■ **EXERCISE OBJECTIVE**
Can you print the material below word for word, starting at its beginning and stopping after the line that contains "[86,567,179,600]", with the pictures left out?

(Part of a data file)
** Begin **

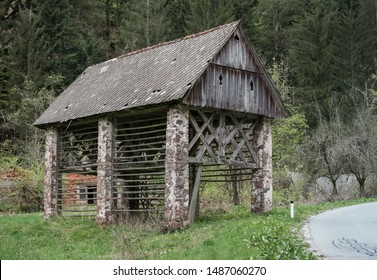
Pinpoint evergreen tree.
[166,0,190,40]
[8,9,46,85]
[289,0,342,126]
[121,0,168,53]
[186,0,235,34]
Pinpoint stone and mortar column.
[251,117,272,213]
[164,105,189,231]
[96,118,114,224]
[43,128,58,219]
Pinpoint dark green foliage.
[186,0,235,34]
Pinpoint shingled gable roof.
[34,21,285,126]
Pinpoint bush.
[245,218,315,260]
[0,157,44,213]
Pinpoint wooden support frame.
[43,128,58,219]
[189,165,203,224]
[96,118,114,224]
[251,117,272,213]
[189,108,259,169]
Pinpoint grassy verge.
[0,199,377,259]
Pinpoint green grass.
[0,199,377,259]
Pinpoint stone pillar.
[164,105,189,231]
[43,128,58,219]
[97,118,113,224]
[251,117,272,213]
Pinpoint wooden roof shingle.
[34,21,288,126]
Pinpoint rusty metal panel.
[34,22,240,125]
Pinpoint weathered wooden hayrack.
[35,22,289,229]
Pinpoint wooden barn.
[34,22,289,230]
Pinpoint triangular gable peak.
[184,26,289,118]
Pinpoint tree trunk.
[359,178,366,198]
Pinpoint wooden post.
[251,117,272,213]
[97,118,113,224]
[189,165,203,224]
[164,105,189,231]
[43,128,58,219]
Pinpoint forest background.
[0,0,377,211]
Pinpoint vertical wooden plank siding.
[43,128,58,219]
[251,117,272,213]
[96,118,114,224]
[164,105,189,231]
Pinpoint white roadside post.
[291,200,295,219]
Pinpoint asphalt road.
[308,202,377,260]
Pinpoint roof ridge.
[117,20,241,58]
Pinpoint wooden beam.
[189,165,203,224]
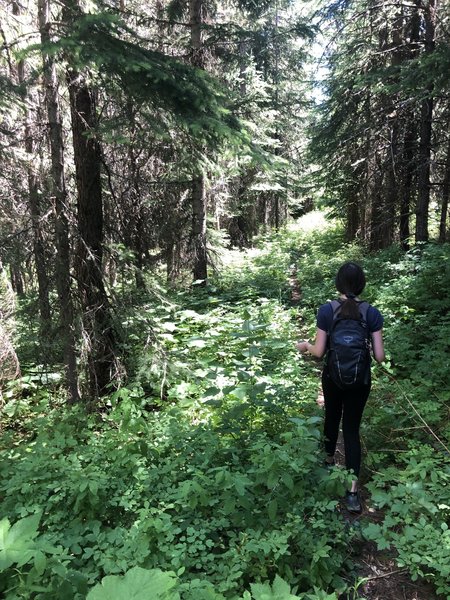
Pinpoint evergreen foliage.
[0,214,450,600]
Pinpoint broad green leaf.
[86,567,179,600]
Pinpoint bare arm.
[372,329,386,362]
[297,329,327,358]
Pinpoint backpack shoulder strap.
[359,300,370,323]
[328,300,342,319]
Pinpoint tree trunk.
[439,132,450,244]
[415,0,436,242]
[38,0,80,404]
[68,70,115,400]
[189,0,208,284]
[12,2,52,338]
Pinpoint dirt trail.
[289,267,442,600]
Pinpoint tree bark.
[415,0,436,242]
[38,0,80,404]
[12,2,52,346]
[439,132,450,244]
[67,70,115,400]
[189,0,208,284]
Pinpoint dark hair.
[336,262,366,319]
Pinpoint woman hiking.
[297,262,385,513]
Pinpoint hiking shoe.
[345,492,362,513]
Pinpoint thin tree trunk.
[12,2,52,338]
[189,0,208,284]
[439,132,450,244]
[399,114,416,250]
[68,65,115,400]
[415,0,436,242]
[38,0,80,404]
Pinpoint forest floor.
[289,269,442,600]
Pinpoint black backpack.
[327,300,371,390]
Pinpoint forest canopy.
[0,0,450,600]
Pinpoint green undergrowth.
[0,215,450,600]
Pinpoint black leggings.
[322,369,370,477]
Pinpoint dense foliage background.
[0,0,450,600]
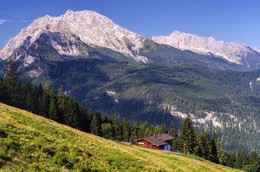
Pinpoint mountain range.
[0,10,260,150]
[0,10,260,70]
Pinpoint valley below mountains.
[0,10,260,151]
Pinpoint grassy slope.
[0,103,241,172]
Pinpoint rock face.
[152,31,260,69]
[0,10,147,63]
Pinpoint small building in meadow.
[137,134,174,151]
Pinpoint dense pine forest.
[0,60,260,171]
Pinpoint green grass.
[0,104,242,172]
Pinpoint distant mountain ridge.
[0,10,260,70]
[152,31,260,69]
[0,10,147,62]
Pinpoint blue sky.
[0,0,260,48]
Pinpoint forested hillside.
[15,59,260,151]
[0,61,259,170]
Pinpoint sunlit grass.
[0,104,241,172]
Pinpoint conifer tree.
[180,117,197,153]
[90,113,102,136]
[49,97,59,121]
[4,59,23,107]
[122,118,130,142]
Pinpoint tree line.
[0,60,260,171]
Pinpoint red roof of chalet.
[137,134,173,146]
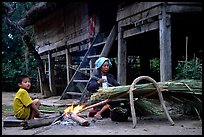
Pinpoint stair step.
[93,41,106,47]
[66,92,82,96]
[73,79,89,83]
[87,55,100,59]
[80,68,95,70]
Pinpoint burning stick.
[63,104,90,126]
[67,112,90,126]
[76,92,128,114]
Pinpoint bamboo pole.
[77,92,128,114]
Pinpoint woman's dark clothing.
[87,71,120,117]
[87,71,120,93]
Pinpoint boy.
[13,75,41,120]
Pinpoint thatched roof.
[18,2,63,28]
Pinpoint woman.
[87,57,120,119]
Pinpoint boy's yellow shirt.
[13,88,32,119]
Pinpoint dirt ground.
[2,92,202,135]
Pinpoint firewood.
[69,112,90,126]
[21,114,60,129]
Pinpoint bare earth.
[2,92,202,135]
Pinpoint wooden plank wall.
[34,2,89,54]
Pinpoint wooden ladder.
[60,26,117,102]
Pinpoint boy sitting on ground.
[13,75,41,120]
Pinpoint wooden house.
[19,1,202,98]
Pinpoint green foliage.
[175,59,202,80]
[1,2,38,91]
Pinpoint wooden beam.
[48,51,57,95]
[117,25,127,85]
[100,25,117,57]
[117,2,163,21]
[159,5,172,82]
[123,21,159,38]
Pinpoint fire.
[64,104,85,115]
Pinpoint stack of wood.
[90,80,202,115]
[90,80,202,101]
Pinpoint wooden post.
[65,48,71,84]
[159,3,172,82]
[186,37,188,62]
[48,51,57,95]
[117,24,127,85]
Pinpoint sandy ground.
[2,92,202,135]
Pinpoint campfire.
[63,104,90,126]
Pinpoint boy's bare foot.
[94,113,102,120]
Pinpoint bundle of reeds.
[90,79,202,117]
[90,80,202,100]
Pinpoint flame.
[64,104,85,115]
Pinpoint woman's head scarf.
[95,57,112,69]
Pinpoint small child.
[13,75,41,120]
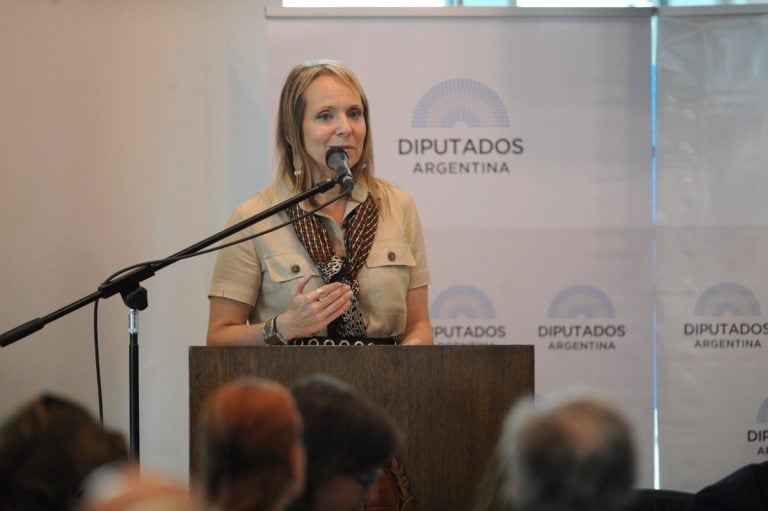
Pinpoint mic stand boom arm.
[0,179,336,461]
[0,179,336,347]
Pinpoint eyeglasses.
[349,467,384,490]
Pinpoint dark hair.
[198,378,301,511]
[0,394,128,511]
[291,375,399,510]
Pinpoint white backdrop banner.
[657,7,768,490]
[267,9,654,486]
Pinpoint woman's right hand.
[277,275,352,341]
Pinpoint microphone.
[325,147,355,192]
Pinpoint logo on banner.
[538,284,627,351]
[397,78,524,175]
[683,282,768,349]
[430,285,507,344]
[747,399,768,457]
[412,78,509,128]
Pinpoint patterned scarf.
[288,194,379,339]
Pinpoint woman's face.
[312,475,378,511]
[302,75,367,179]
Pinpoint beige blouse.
[208,181,430,337]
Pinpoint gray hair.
[497,398,635,511]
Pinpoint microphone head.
[325,147,349,172]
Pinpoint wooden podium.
[189,345,534,511]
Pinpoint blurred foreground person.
[81,464,194,511]
[198,379,304,511]
[688,461,768,511]
[290,375,398,511]
[475,398,635,511]
[0,394,128,511]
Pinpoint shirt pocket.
[365,239,416,269]
[264,251,320,288]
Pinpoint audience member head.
[284,375,398,511]
[80,463,198,511]
[0,394,128,511]
[198,379,304,511]
[488,398,635,511]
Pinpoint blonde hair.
[276,60,382,202]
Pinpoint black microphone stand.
[0,176,343,461]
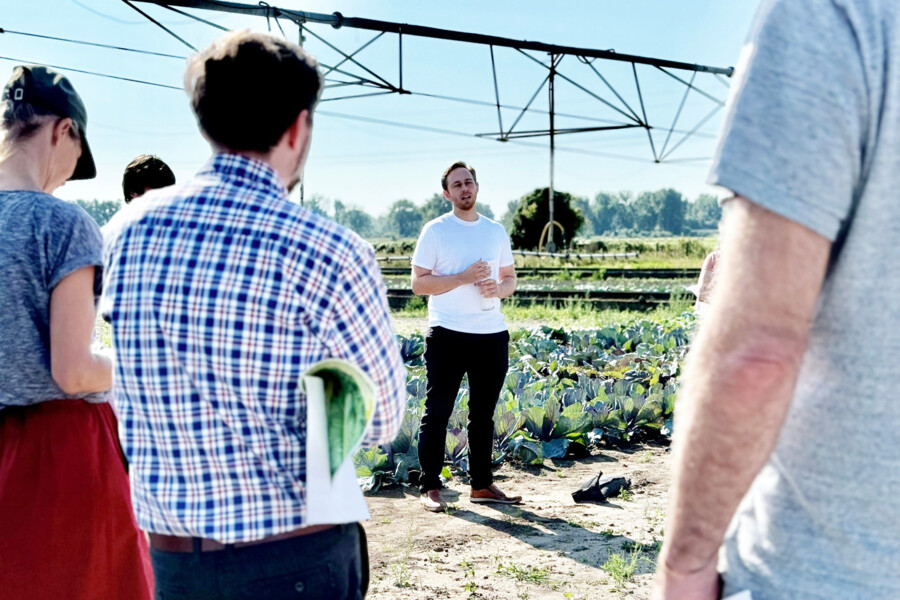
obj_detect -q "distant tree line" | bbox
[75,188,722,249]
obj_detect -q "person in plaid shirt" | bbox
[104,31,406,600]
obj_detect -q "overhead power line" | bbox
[0,56,184,91]
[0,27,187,60]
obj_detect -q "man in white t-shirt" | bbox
[412,162,522,512]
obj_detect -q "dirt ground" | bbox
[365,445,670,600]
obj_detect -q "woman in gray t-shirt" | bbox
[0,67,152,599]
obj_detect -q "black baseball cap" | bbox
[0,65,97,180]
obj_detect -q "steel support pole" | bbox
[547,54,556,252]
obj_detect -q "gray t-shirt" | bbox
[0,191,103,409]
[710,0,900,600]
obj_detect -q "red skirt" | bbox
[0,400,153,600]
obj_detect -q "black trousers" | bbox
[150,523,369,600]
[419,327,509,493]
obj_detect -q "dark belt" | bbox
[150,525,337,552]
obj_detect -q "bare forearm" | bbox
[497,277,516,298]
[52,352,112,396]
[412,273,468,296]
[661,332,797,573]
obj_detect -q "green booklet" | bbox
[303,358,375,479]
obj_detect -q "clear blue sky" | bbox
[0,0,757,216]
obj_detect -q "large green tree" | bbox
[75,200,121,227]
[684,194,722,229]
[419,194,453,223]
[334,200,375,237]
[386,200,422,237]
[653,188,685,235]
[509,188,584,250]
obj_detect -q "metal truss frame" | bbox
[130,0,734,247]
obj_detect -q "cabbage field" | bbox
[354,313,694,491]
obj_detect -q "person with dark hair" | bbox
[122,154,175,204]
[412,161,522,512]
[0,66,153,600]
[104,31,406,600]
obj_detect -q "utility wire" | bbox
[0,56,184,91]
[0,50,712,163]
[0,29,716,138]
[122,0,197,52]
[161,4,231,31]
[0,27,187,60]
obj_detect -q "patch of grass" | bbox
[634,450,653,463]
[600,550,643,589]
[391,562,410,588]
[496,562,550,584]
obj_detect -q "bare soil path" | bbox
[366,445,670,600]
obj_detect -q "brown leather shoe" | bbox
[469,485,522,504]
[419,490,447,512]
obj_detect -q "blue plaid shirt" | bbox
[103,154,406,543]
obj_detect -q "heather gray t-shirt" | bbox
[0,191,103,409]
[710,0,900,600]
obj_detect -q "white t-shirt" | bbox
[412,212,514,333]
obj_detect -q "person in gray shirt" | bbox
[0,65,153,600]
[652,0,900,600]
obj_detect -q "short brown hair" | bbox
[441,160,478,191]
[185,31,322,152]
[122,154,175,204]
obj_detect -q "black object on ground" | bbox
[572,471,631,502]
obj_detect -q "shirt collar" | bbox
[199,153,287,197]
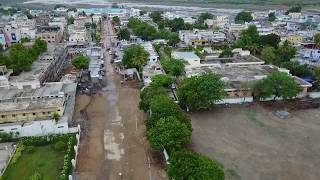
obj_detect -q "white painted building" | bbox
[141,41,159,64]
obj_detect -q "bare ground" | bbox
[75,51,167,180]
[190,104,320,180]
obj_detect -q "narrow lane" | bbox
[77,17,168,180]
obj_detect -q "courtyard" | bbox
[190,104,320,180]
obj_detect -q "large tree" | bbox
[146,95,192,130]
[314,33,320,48]
[177,73,226,111]
[147,116,191,151]
[149,11,162,23]
[235,11,253,24]
[166,150,224,180]
[117,28,130,40]
[122,44,149,72]
[254,71,300,99]
[151,74,173,88]
[260,33,281,48]
[139,84,168,112]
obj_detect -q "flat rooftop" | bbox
[186,65,311,89]
[201,55,264,64]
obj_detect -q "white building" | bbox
[171,51,201,68]
[141,42,159,64]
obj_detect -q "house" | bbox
[171,51,200,68]
[287,34,304,46]
[36,26,63,43]
[141,42,159,64]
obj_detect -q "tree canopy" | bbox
[117,28,130,40]
[314,33,320,48]
[177,73,226,111]
[139,83,168,112]
[146,95,192,130]
[122,44,149,72]
[149,11,162,23]
[235,11,253,24]
[151,74,173,88]
[112,16,120,26]
[285,5,302,15]
[161,59,185,76]
[72,56,90,69]
[254,71,300,99]
[268,12,277,22]
[147,116,191,151]
[0,38,47,75]
[166,150,224,180]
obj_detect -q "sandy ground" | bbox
[75,19,167,180]
[190,104,320,180]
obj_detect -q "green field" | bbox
[3,145,65,180]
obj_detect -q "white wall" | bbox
[0,120,69,137]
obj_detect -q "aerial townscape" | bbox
[0,0,320,180]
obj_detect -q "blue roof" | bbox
[79,7,122,14]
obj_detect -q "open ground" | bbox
[190,104,320,180]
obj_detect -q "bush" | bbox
[53,141,65,151]
[26,146,35,154]
[28,171,42,180]
[11,144,25,164]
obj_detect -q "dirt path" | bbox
[76,18,166,180]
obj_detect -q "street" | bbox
[75,18,167,180]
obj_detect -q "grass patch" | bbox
[3,145,65,180]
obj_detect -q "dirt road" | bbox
[76,19,166,180]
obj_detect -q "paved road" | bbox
[76,21,166,180]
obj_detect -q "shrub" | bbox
[26,146,35,154]
[53,141,65,151]
[28,171,42,180]
[11,144,25,164]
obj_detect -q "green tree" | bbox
[122,44,149,72]
[285,5,302,15]
[314,67,320,90]
[112,16,120,26]
[146,95,192,130]
[177,73,226,111]
[197,12,213,24]
[314,33,320,48]
[151,74,173,88]
[149,11,162,23]
[254,71,300,100]
[268,12,277,22]
[235,11,253,24]
[166,150,224,180]
[20,37,30,43]
[161,59,185,76]
[261,46,277,64]
[260,33,281,48]
[72,56,90,69]
[84,22,91,29]
[147,116,191,151]
[67,16,74,25]
[168,32,180,46]
[139,83,168,112]
[117,28,130,40]
[52,112,60,122]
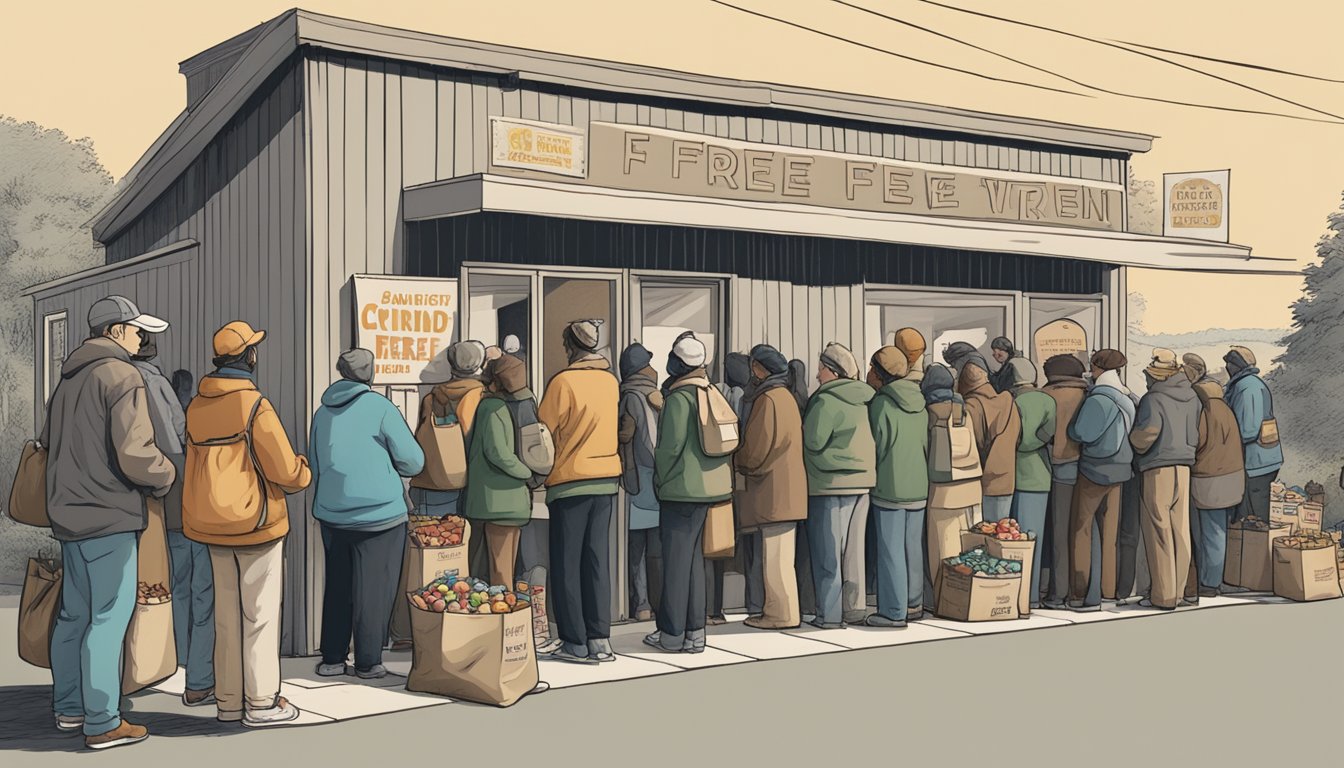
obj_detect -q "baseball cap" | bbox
[89,295,168,334]
[214,320,266,358]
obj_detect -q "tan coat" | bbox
[734,386,808,530]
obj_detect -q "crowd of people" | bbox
[40,296,1282,748]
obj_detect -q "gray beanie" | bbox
[336,347,374,383]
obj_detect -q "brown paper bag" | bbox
[121,499,177,695]
[19,557,65,670]
[403,596,539,706]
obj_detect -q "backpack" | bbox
[929,402,984,483]
[672,377,742,459]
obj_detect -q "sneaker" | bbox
[317,662,349,678]
[243,695,298,728]
[181,686,215,706]
[85,720,149,749]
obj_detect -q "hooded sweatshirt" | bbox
[802,378,878,496]
[308,379,425,531]
[868,378,929,508]
[39,339,176,541]
[957,363,1021,496]
[1129,373,1200,472]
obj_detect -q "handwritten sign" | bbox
[353,276,458,385]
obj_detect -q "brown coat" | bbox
[957,364,1021,496]
[734,386,808,530]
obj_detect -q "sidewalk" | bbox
[139,593,1289,725]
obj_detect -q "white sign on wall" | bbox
[1163,171,1232,242]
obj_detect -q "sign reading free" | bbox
[353,274,457,385]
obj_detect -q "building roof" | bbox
[91,9,1153,242]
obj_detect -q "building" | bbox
[30,11,1290,652]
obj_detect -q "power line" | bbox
[710,0,1094,98]
[914,0,1344,122]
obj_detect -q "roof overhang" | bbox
[402,175,1301,274]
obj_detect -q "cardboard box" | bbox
[1223,523,1292,592]
[1274,545,1344,603]
[961,531,1039,616]
[938,564,1030,621]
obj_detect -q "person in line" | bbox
[46,296,176,749]
[1004,358,1058,609]
[464,355,532,586]
[907,364,982,620]
[734,344,808,629]
[620,342,663,621]
[1068,350,1137,611]
[181,320,312,728]
[1185,368,1246,597]
[802,342,878,629]
[538,320,618,664]
[308,347,425,679]
[866,347,929,628]
[1223,347,1284,522]
[130,330,215,706]
[957,354,1021,522]
[1129,348,1200,611]
[1043,355,1101,609]
[644,335,732,654]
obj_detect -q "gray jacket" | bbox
[1129,373,1202,472]
[40,339,177,541]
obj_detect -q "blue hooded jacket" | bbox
[308,379,425,531]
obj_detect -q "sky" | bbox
[0,0,1344,334]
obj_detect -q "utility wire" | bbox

** End **

■ **RESPONSE TO THIS EXERCISE**
Pinpoint evergreen tree.
[166,0,190,40]
[8,9,46,85]
[289,0,342,126]
[121,0,168,53]
[186,0,235,34]
Pinpoint stone and mortar column.
[251,117,272,213]
[164,105,189,231]
[96,118,114,224]
[43,128,58,219]
Pinpoint dark green foliage.
[186,0,235,34]
Pinpoint shingled gable roof.
[34,21,285,126]
Pinpoint bush.
[245,218,315,260]
[0,157,44,213]
Pinpoint wooden support frame.
[43,128,58,219]
[189,165,203,224]
[96,118,114,224]
[251,117,272,213]
[189,108,259,169]
Pinpoint grassy verge.
[0,199,377,259]
Pinpoint green grass.
[0,199,377,259]
Pinpoint stone pillar.
[164,105,189,231]
[43,128,58,219]
[97,118,113,224]
[251,117,272,213]
Pinpoint wooden roof shingle.
[34,21,288,126]
Pinpoint rusty metal panel.
[34,22,240,125]
Pinpoint weathered wooden hayrack.
[35,22,289,229]
Pinpoint wooden barn.
[34,22,289,230]
Pinpoint triangular gable peak.
[184,26,289,118]
Pinpoint tree trunk.
[359,178,366,198]
Pinpoint wooden post.
[251,117,272,213]
[97,118,113,224]
[189,165,203,224]
[164,105,189,231]
[43,128,58,219]
Pinpoint forest background.
[0,0,377,211]
Pinpoint vertical wooden plank siding.
[43,128,58,219]
[251,117,272,213]
[96,118,114,224]
[164,105,189,231]
Pinpoint white roadside post.
[291,200,295,219]
Pinpoint asphalt road.
[308,202,377,260]
Pinpoint roof ridge.
[117,20,241,58]
Pinpoint wooden beam.
[189,165,203,224]
Pinpoint evergreen foliage.
[0,214,450,600]
Pinpoint broad green leaf.
[86,567,179,600]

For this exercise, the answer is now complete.